* _GIVEN RECORDS_:

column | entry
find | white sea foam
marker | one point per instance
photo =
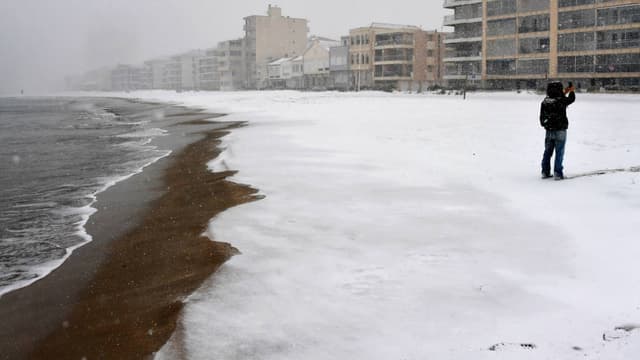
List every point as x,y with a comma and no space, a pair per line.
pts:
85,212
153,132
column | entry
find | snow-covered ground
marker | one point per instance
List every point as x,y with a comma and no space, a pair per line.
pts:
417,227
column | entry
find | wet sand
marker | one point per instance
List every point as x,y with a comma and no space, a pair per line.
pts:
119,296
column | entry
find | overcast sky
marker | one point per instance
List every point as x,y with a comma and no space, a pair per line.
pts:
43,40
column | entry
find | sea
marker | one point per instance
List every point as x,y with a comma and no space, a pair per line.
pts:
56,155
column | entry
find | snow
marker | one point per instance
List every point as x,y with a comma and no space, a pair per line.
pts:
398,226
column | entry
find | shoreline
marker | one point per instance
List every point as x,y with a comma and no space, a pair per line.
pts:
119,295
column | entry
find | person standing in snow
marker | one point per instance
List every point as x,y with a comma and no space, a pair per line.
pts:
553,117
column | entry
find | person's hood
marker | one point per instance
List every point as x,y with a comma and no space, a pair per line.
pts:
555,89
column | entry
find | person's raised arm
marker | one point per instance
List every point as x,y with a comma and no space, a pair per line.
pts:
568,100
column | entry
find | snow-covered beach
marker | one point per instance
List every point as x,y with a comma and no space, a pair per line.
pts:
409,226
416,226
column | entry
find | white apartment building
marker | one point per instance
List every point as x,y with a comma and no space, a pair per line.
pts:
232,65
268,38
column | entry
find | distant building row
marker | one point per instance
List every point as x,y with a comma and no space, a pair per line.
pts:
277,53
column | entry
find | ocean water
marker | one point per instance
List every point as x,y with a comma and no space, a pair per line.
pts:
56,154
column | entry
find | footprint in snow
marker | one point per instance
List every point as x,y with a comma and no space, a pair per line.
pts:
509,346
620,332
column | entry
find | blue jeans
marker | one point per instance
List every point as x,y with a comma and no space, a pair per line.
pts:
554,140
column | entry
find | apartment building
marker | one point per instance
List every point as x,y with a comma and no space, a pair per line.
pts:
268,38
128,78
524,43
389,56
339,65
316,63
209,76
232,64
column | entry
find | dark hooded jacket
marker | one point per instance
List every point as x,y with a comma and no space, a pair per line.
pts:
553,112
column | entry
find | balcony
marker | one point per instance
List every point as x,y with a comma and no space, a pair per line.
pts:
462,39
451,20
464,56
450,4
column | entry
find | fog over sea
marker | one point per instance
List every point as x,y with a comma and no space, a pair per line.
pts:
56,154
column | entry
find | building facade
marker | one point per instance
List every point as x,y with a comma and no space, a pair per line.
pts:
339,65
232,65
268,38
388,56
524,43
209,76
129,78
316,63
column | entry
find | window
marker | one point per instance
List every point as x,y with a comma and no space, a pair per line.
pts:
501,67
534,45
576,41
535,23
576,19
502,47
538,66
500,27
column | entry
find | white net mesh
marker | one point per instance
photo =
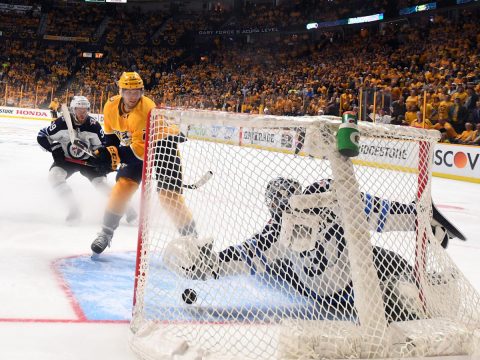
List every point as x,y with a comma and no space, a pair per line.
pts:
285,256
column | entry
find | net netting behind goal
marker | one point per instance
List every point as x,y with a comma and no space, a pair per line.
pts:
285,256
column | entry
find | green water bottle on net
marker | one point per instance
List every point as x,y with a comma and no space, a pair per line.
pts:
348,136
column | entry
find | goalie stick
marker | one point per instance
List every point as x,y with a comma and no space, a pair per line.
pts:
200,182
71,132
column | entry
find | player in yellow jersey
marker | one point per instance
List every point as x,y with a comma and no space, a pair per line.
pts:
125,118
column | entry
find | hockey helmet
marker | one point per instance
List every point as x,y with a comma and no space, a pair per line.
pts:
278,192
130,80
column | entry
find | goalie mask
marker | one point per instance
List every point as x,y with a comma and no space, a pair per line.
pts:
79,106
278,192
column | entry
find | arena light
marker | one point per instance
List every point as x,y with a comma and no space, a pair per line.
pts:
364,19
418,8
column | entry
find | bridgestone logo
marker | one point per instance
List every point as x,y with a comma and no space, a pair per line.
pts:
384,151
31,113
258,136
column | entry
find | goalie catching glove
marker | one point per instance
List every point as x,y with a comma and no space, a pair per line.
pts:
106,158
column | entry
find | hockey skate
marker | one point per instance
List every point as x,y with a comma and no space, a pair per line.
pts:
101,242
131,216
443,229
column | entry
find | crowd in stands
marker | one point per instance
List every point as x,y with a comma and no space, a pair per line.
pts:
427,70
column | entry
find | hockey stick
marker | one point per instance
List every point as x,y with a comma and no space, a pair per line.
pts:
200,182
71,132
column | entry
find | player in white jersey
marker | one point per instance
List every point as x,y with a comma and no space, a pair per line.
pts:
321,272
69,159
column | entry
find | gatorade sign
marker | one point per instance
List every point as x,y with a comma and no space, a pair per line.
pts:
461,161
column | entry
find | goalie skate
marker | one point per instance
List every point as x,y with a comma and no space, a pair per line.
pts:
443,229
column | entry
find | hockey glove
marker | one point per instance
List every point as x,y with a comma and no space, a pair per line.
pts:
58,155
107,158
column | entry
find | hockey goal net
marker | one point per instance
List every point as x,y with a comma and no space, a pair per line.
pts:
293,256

* * *

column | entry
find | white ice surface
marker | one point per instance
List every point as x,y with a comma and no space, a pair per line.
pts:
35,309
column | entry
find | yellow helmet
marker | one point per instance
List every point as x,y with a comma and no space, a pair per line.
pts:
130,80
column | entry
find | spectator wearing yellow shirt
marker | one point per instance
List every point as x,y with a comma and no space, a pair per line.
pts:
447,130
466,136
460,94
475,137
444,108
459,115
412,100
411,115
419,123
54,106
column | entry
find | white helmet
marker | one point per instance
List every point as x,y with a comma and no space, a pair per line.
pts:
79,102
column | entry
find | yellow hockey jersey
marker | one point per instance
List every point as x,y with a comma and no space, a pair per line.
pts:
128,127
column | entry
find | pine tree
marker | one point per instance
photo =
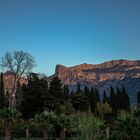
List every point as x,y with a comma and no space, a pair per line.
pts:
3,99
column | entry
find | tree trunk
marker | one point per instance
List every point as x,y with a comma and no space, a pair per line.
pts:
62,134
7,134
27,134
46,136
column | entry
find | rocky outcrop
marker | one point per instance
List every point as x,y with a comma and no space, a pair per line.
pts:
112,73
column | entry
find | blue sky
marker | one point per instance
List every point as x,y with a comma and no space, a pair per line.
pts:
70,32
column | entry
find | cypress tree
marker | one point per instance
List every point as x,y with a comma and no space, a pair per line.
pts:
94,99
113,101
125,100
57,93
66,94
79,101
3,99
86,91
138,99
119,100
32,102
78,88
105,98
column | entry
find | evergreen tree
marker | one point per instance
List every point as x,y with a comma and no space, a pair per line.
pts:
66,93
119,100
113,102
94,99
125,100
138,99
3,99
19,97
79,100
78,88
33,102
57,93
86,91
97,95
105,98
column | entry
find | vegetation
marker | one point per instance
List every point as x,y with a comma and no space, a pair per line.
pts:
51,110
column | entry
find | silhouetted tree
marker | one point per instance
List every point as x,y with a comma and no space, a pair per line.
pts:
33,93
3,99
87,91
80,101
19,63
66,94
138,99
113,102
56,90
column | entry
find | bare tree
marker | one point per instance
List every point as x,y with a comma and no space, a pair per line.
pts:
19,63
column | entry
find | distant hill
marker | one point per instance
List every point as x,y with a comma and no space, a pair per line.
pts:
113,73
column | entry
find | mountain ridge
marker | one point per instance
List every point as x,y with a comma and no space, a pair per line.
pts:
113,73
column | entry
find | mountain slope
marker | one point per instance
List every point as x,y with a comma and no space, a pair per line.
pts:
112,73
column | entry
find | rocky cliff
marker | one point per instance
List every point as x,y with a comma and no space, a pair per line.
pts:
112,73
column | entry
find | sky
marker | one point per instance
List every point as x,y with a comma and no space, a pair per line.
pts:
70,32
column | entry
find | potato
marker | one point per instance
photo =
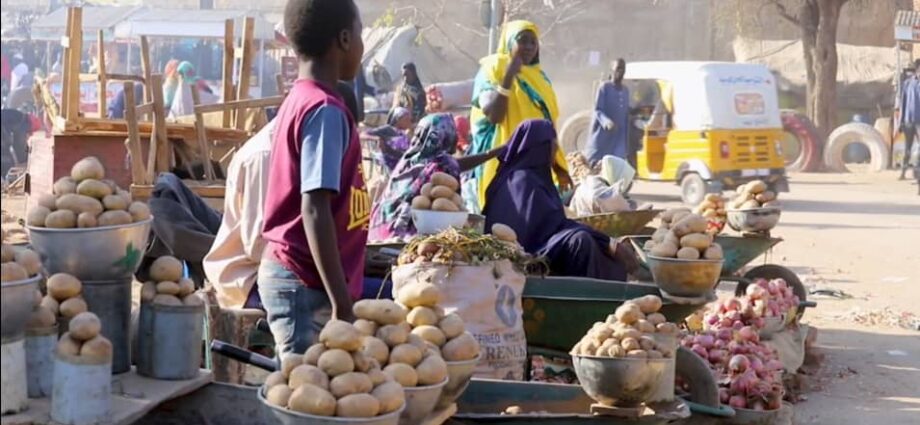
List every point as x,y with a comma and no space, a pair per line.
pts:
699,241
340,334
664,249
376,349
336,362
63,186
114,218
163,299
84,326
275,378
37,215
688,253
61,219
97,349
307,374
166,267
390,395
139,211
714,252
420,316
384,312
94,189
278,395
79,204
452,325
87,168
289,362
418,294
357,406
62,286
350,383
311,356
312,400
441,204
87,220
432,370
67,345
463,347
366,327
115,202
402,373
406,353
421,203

...

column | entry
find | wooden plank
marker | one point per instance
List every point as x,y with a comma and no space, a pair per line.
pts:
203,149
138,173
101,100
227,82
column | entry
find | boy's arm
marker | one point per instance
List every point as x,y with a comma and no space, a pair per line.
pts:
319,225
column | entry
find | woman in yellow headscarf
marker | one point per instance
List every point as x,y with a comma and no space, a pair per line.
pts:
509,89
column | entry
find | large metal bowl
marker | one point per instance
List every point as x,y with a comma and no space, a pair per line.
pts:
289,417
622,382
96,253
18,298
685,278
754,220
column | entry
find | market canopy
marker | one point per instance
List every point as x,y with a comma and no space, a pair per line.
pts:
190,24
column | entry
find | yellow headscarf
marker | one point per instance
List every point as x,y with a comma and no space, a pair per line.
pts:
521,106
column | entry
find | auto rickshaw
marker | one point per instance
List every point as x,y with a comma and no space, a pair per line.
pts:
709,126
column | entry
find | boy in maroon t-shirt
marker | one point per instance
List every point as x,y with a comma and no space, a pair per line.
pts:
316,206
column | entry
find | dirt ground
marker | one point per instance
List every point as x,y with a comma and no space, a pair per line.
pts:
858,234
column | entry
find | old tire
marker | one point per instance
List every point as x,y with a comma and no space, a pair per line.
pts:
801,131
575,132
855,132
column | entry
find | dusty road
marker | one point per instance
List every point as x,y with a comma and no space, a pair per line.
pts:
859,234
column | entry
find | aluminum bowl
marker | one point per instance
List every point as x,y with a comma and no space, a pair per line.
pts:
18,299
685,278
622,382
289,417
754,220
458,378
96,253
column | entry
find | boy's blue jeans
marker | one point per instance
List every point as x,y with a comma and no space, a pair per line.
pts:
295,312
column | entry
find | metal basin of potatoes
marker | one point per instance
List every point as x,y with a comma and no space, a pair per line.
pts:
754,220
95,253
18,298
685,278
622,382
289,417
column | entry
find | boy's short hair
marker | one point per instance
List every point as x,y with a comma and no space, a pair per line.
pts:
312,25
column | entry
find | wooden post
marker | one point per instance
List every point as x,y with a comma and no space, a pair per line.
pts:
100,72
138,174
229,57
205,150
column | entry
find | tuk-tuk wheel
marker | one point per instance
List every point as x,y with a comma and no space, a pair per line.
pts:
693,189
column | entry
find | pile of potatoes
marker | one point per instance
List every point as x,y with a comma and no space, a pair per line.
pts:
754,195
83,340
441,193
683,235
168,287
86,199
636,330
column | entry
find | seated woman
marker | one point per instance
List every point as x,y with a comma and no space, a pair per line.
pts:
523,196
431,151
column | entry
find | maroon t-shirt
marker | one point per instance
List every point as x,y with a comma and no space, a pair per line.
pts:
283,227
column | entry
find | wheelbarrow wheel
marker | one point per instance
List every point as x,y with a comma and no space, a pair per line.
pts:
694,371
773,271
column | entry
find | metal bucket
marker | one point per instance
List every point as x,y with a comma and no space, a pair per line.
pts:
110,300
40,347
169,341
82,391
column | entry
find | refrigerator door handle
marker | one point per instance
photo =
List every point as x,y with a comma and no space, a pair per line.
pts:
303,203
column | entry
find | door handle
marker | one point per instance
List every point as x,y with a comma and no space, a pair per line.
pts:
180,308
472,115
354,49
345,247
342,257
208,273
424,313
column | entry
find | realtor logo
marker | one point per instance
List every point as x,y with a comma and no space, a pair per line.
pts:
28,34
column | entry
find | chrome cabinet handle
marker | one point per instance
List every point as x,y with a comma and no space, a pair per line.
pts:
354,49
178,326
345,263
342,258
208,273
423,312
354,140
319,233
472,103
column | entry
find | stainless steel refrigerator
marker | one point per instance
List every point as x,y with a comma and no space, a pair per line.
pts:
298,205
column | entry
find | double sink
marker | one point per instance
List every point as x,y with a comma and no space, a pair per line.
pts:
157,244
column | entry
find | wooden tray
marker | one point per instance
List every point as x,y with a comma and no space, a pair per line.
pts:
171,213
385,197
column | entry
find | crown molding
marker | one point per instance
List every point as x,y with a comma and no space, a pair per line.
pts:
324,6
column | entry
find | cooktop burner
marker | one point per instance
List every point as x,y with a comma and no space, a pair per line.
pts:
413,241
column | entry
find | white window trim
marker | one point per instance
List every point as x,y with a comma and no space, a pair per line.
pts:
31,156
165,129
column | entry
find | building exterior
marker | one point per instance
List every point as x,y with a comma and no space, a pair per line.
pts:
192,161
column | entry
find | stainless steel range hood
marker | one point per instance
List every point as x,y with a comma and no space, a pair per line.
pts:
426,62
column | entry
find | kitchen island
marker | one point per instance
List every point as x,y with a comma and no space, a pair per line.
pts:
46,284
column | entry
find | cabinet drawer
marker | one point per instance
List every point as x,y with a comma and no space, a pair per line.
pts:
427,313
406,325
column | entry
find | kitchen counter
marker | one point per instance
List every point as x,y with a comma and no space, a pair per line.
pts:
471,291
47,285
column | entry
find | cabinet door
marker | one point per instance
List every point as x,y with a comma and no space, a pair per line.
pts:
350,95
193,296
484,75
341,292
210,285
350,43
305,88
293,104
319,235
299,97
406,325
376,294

* _EXERCISE_:
Please show each line from the records above that contains the word "yellow", copied in full.

* _TASK OUTPUT_:
find | player in yellow jersey
find | yellow helmet
find | spectator wearing yellow shirt
find | yellow hockey jersey
find | woman in yellow headscarf
find | yellow headscarf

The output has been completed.